Work item
In the personal essay below, rewrite the passage from "One of my students" to "symbolic of America.", replacing "pub" with "bar".

Text section
We are all of us sad that the hurricanes have made an angry comeback again and again. There is a fatigue to so many horrors hitting our lives. I feel the shaking of the winds in the news stories and the desperation of the people. I feel the fear of the animals who understand less than we do. What I cannot feel is the self-satisfied actions of a President who thinks he is being benevolent by hurling paper towels at the crowd. Is that his answer to the need to clean up?
There are those who believe we possess a third eye that sees beyond what our two eyes do. I would love to find that deeper sight that is not just for the gurus and mystics. We need such vision too. Now that I am having cataract surgery on my two eyes, I’m glad no doctor can operate on that other eye that is either metaphor or reality to those who look beyond outward vision.
One of my students once asked me if the Vietnam War was important. I had a quick mental flash of so many pictures of coffins lined up, a child burned with napalm, heads cracked at the Chicago convention, and the weariness of the soldiers sent. Like many others I am waiting to see what Ken Burns Documentary makes of the War. I was living in London when some man in a pub slammed me against the wall when he heard my American accent over the conflict in SE Asia. I was stunned. He did not seem to care about my personal views, just that I was symbolic of America.

Provided information
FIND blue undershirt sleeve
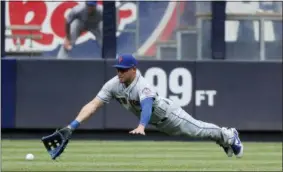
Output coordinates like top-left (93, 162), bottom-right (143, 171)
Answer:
top-left (140, 97), bottom-right (153, 127)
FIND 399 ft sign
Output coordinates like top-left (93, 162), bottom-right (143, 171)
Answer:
top-left (144, 67), bottom-right (217, 106)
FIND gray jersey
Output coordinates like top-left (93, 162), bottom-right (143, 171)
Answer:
top-left (97, 71), bottom-right (241, 150)
top-left (97, 71), bottom-right (178, 125)
top-left (66, 4), bottom-right (103, 29)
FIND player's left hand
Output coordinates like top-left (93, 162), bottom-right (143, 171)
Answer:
top-left (129, 125), bottom-right (145, 135)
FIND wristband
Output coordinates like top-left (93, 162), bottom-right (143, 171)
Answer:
top-left (70, 120), bottom-right (80, 129)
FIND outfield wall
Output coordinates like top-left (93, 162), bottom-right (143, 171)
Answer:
top-left (1, 59), bottom-right (282, 131)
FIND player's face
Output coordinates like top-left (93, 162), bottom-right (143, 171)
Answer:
top-left (87, 5), bottom-right (95, 13)
top-left (117, 68), bottom-right (136, 84)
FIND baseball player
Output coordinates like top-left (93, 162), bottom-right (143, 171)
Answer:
top-left (42, 54), bottom-right (243, 159)
top-left (57, 1), bottom-right (103, 59)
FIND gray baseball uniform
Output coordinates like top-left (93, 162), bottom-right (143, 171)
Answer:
top-left (97, 71), bottom-right (233, 145)
top-left (57, 3), bottom-right (103, 59)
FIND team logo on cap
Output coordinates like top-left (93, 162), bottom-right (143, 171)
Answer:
top-left (118, 56), bottom-right (123, 63)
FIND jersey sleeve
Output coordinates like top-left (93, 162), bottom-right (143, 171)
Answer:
top-left (96, 80), bottom-right (115, 103)
top-left (66, 5), bottom-right (83, 24)
top-left (139, 85), bottom-right (157, 101)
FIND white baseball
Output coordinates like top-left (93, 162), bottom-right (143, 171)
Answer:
top-left (26, 153), bottom-right (34, 160)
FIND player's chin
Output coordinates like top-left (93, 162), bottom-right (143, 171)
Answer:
top-left (119, 78), bottom-right (125, 83)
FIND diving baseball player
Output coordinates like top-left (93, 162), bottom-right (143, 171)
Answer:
top-left (42, 54), bottom-right (243, 159)
top-left (57, 1), bottom-right (103, 59)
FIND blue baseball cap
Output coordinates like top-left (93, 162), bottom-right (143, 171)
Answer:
top-left (113, 54), bottom-right (138, 69)
top-left (86, 1), bottom-right (97, 6)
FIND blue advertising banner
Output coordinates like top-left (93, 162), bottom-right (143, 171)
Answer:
top-left (2, 60), bottom-right (282, 131)
top-left (1, 60), bottom-right (17, 128)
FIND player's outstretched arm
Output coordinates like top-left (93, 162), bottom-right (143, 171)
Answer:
top-left (68, 97), bottom-right (103, 129)
top-left (41, 98), bottom-right (103, 160)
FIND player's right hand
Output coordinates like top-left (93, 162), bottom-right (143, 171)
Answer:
top-left (64, 38), bottom-right (72, 50)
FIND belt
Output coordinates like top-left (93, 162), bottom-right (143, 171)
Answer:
top-left (151, 117), bottom-right (168, 125)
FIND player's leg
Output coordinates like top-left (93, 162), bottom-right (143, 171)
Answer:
top-left (175, 109), bottom-right (243, 157)
top-left (57, 19), bottom-right (83, 59)
top-left (157, 108), bottom-right (243, 157)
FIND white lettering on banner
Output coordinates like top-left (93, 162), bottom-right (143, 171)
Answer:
top-left (225, 1), bottom-right (280, 42)
top-left (196, 90), bottom-right (217, 106)
top-left (144, 67), bottom-right (217, 107)
top-left (5, 0), bottom-right (137, 51)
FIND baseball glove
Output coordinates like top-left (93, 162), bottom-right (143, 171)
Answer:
top-left (41, 127), bottom-right (72, 160)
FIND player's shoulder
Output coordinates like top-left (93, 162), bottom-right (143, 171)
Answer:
top-left (137, 73), bottom-right (155, 91)
top-left (72, 3), bottom-right (87, 13)
top-left (105, 76), bottom-right (120, 87)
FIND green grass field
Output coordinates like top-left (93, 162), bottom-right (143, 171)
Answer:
top-left (1, 140), bottom-right (282, 171)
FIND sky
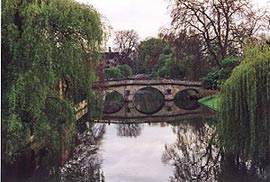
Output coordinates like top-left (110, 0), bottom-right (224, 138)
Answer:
top-left (77, 0), bottom-right (270, 46)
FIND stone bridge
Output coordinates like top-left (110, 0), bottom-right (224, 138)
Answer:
top-left (93, 79), bottom-right (203, 102)
top-left (97, 101), bottom-right (214, 123)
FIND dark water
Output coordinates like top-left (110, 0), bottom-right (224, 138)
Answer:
top-left (61, 119), bottom-right (266, 182)
top-left (3, 90), bottom-right (270, 182)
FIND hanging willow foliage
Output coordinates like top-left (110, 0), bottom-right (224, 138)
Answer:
top-left (1, 0), bottom-right (104, 158)
top-left (219, 44), bottom-right (270, 166)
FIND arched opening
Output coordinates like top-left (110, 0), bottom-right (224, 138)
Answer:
top-left (174, 89), bottom-right (200, 110)
top-left (133, 87), bottom-right (164, 114)
top-left (103, 90), bottom-right (124, 114)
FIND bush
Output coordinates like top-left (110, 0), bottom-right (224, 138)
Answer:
top-left (201, 57), bottom-right (239, 90)
top-left (104, 64), bottom-right (132, 79)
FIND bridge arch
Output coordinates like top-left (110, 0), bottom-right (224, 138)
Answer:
top-left (132, 86), bottom-right (165, 114)
top-left (94, 79), bottom-right (202, 102)
top-left (103, 90), bottom-right (125, 114)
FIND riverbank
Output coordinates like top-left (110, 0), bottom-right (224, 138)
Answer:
top-left (198, 95), bottom-right (220, 111)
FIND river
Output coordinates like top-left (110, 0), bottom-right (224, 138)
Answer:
top-left (2, 90), bottom-right (267, 182)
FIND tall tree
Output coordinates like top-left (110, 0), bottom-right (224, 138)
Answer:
top-left (1, 0), bottom-right (103, 158)
top-left (218, 44), bottom-right (270, 169)
top-left (171, 0), bottom-right (266, 67)
top-left (136, 38), bottom-right (166, 73)
top-left (114, 30), bottom-right (139, 67)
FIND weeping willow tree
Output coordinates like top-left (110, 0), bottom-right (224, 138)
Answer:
top-left (219, 44), bottom-right (270, 166)
top-left (1, 0), bottom-right (104, 159)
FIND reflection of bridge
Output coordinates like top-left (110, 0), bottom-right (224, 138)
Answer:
top-left (94, 79), bottom-right (202, 102)
top-left (98, 101), bottom-right (214, 123)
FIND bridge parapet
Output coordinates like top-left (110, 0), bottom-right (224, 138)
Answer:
top-left (93, 79), bottom-right (202, 102)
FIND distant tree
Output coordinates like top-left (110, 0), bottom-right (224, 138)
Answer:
top-left (114, 30), bottom-right (139, 66)
top-left (104, 64), bottom-right (132, 79)
top-left (136, 38), bottom-right (171, 73)
top-left (171, 0), bottom-right (266, 68)
top-left (163, 31), bottom-right (210, 80)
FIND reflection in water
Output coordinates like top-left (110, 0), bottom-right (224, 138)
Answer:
top-left (116, 123), bottom-right (142, 137)
top-left (133, 87), bottom-right (164, 114)
top-left (61, 124), bottom-right (105, 182)
top-left (174, 89), bottom-right (200, 110)
top-left (162, 121), bottom-right (220, 181)
top-left (103, 91), bottom-right (124, 114)
top-left (61, 118), bottom-right (267, 182)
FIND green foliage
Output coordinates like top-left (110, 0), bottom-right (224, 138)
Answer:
top-left (152, 54), bottom-right (186, 79)
top-left (218, 45), bottom-right (270, 166)
top-left (117, 64), bottom-right (132, 78)
top-left (1, 0), bottom-right (104, 155)
top-left (198, 95), bottom-right (220, 111)
top-left (201, 57), bottom-right (239, 90)
top-left (104, 64), bottom-right (132, 79)
top-left (136, 38), bottom-right (171, 73)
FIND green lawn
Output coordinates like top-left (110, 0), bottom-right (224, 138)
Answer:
top-left (198, 95), bottom-right (220, 111)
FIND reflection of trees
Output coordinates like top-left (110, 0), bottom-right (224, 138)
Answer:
top-left (61, 124), bottom-right (105, 182)
top-left (162, 121), bottom-right (219, 181)
top-left (116, 123), bottom-right (142, 137)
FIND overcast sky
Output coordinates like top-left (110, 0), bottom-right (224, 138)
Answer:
top-left (77, 0), bottom-right (270, 46)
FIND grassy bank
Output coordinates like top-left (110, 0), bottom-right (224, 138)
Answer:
top-left (198, 95), bottom-right (220, 111)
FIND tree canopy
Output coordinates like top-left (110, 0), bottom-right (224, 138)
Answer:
top-left (1, 0), bottom-right (104, 154)
top-left (171, 0), bottom-right (267, 68)
top-left (218, 44), bottom-right (270, 167)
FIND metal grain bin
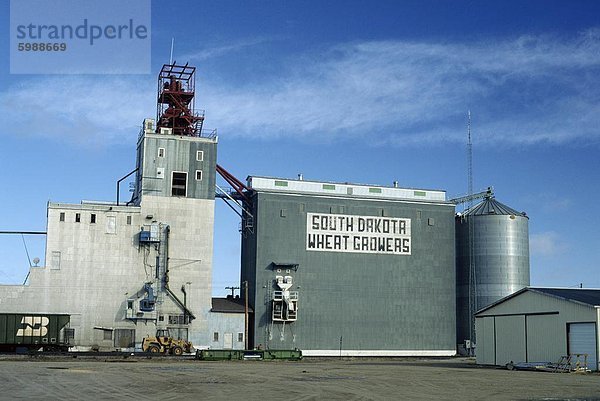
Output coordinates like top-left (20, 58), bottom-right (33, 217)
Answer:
top-left (456, 196), bottom-right (529, 349)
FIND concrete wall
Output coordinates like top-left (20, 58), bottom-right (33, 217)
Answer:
top-left (208, 312), bottom-right (245, 349)
top-left (475, 291), bottom-right (599, 369)
top-left (0, 134), bottom-right (216, 349)
top-left (242, 192), bottom-right (456, 355)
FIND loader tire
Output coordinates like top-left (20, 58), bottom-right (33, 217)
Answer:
top-left (148, 345), bottom-right (160, 354)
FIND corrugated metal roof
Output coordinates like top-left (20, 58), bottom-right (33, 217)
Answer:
top-left (211, 297), bottom-right (252, 313)
top-left (247, 176), bottom-right (446, 202)
top-left (529, 287), bottom-right (600, 306)
top-left (463, 197), bottom-right (527, 217)
top-left (475, 287), bottom-right (600, 315)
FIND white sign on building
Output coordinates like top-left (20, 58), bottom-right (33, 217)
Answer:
top-left (306, 213), bottom-right (411, 255)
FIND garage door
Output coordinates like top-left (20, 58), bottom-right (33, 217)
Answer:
top-left (569, 323), bottom-right (598, 370)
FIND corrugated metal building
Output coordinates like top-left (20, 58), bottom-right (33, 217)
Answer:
top-left (475, 287), bottom-right (600, 370)
top-left (242, 177), bottom-right (456, 355)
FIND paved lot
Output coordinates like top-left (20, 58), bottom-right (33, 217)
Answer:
top-left (0, 357), bottom-right (600, 401)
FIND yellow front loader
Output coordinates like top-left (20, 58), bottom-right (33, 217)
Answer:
top-left (142, 330), bottom-right (193, 355)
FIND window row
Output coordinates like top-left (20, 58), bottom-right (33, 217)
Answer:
top-left (58, 212), bottom-right (131, 227)
top-left (213, 331), bottom-right (244, 343)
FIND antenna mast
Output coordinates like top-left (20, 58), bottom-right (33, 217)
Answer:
top-left (467, 110), bottom-right (473, 208)
top-left (467, 110), bottom-right (478, 356)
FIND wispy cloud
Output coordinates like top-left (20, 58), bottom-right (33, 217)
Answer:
top-left (529, 231), bottom-right (568, 256)
top-left (0, 77), bottom-right (156, 145)
top-left (0, 29), bottom-right (600, 146)
top-left (178, 36), bottom-right (279, 62)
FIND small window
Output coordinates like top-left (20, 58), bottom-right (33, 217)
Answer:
top-left (171, 171), bottom-right (187, 196)
top-left (106, 216), bottom-right (117, 234)
top-left (50, 251), bottom-right (60, 270)
top-left (65, 328), bottom-right (75, 344)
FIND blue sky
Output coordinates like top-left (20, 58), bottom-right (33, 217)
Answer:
top-left (0, 1), bottom-right (600, 295)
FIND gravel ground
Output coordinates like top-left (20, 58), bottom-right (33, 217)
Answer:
top-left (0, 356), bottom-right (600, 401)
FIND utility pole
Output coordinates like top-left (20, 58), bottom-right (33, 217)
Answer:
top-left (243, 280), bottom-right (248, 349)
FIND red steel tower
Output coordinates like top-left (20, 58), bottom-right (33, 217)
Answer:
top-left (156, 63), bottom-right (204, 136)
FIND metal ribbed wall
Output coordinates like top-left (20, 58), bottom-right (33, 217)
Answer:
top-left (456, 197), bottom-right (529, 344)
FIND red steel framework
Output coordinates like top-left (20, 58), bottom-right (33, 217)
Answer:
top-left (156, 63), bottom-right (204, 136)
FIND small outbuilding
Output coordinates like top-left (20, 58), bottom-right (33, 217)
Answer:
top-left (475, 287), bottom-right (600, 370)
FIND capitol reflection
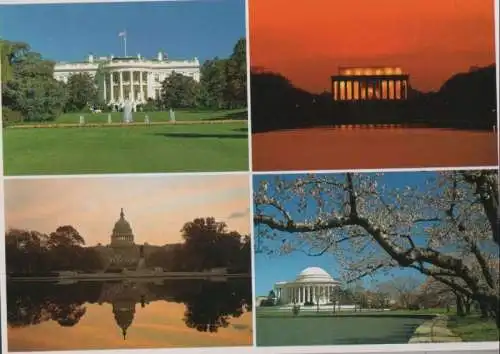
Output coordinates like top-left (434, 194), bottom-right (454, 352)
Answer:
top-left (7, 278), bottom-right (253, 351)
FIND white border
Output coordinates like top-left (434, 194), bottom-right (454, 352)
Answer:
top-left (0, 0), bottom-right (500, 354)
top-left (254, 165), bottom-right (498, 178)
top-left (0, 25), bottom-right (7, 353)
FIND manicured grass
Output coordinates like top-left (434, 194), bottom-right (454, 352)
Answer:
top-left (3, 122), bottom-right (248, 175)
top-left (448, 315), bottom-right (499, 342)
top-left (256, 312), bottom-right (427, 346)
top-left (10, 109), bottom-right (247, 125)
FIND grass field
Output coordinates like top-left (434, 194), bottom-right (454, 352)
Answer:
top-left (252, 128), bottom-right (498, 171)
top-left (3, 119), bottom-right (248, 176)
top-left (448, 315), bottom-right (499, 342)
top-left (256, 308), bottom-right (499, 346)
top-left (10, 109), bottom-right (247, 125)
top-left (256, 311), bottom-right (429, 346)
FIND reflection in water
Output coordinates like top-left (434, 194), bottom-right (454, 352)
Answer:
top-left (7, 278), bottom-right (252, 350)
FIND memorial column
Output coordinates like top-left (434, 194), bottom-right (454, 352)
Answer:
top-left (109, 72), bottom-right (115, 102)
top-left (102, 75), bottom-right (108, 102)
top-left (120, 71), bottom-right (124, 102)
top-left (130, 70), bottom-right (135, 102)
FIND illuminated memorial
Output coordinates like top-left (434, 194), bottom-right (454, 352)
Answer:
top-left (332, 67), bottom-right (409, 101)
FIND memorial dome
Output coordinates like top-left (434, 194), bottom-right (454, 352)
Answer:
top-left (111, 208), bottom-right (134, 245)
top-left (296, 267), bottom-right (335, 283)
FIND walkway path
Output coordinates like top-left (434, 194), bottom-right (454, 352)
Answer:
top-left (6, 119), bottom-right (247, 129)
top-left (409, 315), bottom-right (462, 343)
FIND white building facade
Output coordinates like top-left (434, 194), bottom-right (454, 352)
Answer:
top-left (54, 52), bottom-right (200, 108)
top-left (274, 267), bottom-right (340, 305)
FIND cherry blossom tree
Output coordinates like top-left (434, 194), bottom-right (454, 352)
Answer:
top-left (254, 170), bottom-right (499, 324)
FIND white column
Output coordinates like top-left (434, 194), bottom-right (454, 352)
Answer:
top-left (109, 72), bottom-right (115, 102)
top-left (130, 71), bottom-right (135, 101)
top-left (120, 71), bottom-right (124, 102)
top-left (102, 75), bottom-right (108, 102)
top-left (139, 71), bottom-right (144, 101)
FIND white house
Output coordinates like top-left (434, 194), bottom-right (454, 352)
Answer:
top-left (54, 52), bottom-right (200, 107)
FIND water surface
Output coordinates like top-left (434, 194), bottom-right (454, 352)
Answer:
top-left (7, 278), bottom-right (253, 351)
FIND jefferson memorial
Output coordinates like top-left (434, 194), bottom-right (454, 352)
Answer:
top-left (54, 52), bottom-right (200, 108)
top-left (274, 267), bottom-right (340, 305)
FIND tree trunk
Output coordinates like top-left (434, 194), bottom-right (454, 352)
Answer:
top-left (455, 294), bottom-right (465, 317)
top-left (465, 300), bottom-right (471, 316)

Reply
One of my students once asked me if the Vietnam War was important. I had a quick mental flash of so many pictures of coffins lined up, a child burned with napalm, heads cracked at the Chicago convention, and the weariness of the soldiers sent. Like many others I am waiting to see what Ken Burns Documentary makes of the War. I was living in London when some man in a bar slammed me against the wall when he heard my American accent over the conflict in SE Asia. I was stunned. He did not seem to care about my personal views, just that I was symbolic of America.